Task to carry out
What you return must match the listing below exactly, minus any pictures.

Exercise inputs
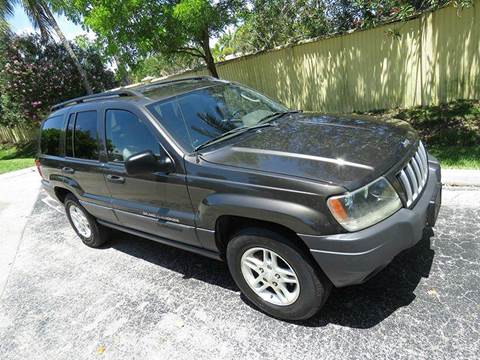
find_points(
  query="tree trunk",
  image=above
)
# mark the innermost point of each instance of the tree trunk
(63, 39)
(208, 55)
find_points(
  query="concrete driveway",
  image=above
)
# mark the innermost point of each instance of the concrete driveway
(136, 299)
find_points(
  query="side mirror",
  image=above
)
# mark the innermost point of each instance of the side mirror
(147, 163)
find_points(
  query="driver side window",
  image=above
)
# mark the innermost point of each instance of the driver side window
(126, 135)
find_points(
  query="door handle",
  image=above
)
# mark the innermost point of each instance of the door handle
(116, 179)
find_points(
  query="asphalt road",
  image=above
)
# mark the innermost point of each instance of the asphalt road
(136, 299)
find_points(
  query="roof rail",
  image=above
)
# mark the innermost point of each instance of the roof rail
(163, 81)
(104, 95)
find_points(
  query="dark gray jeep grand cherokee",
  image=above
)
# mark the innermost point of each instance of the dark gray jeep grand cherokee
(293, 202)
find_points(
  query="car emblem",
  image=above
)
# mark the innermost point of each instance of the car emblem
(405, 142)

Exercise response
find_points(
  query="tree trunk",
  image=above
)
# mark the innermost point of each instance of the tree trunk
(63, 39)
(208, 55)
find_points(
  query="concrete driveway",
  image=above
)
# mark the innermost point of each instance of the concrete driveway
(136, 299)
find_points(
  query="side mirror",
  image=above
)
# mark the innermost point of each instance of the side mirror
(147, 163)
find_points(
  query="driver side window",
  image=above
)
# mark the innermost point of each instance of the driver side window
(126, 135)
find_points(
  query="door handle",
  image=above
)
# mark the innermost point of each instance of the door handle
(116, 179)
find_points(
  query="asphalt road",
  image=above
)
# mark the innermost point of each instance of the asphalt road
(136, 299)
find_points(
  query="roof rail",
  image=above
)
# mark the innermost point of each instance of the roof rail
(163, 81)
(104, 95)
find_points(
  query="dark gray jeep grand cherokee",
  image=above
)
# mark the innermost point of each instance of the dark gray jeep grand cherokee
(293, 202)
find_points(
  query="car emblem",
  image=above
)
# mark the innermost point of each instance of the car emblem
(405, 142)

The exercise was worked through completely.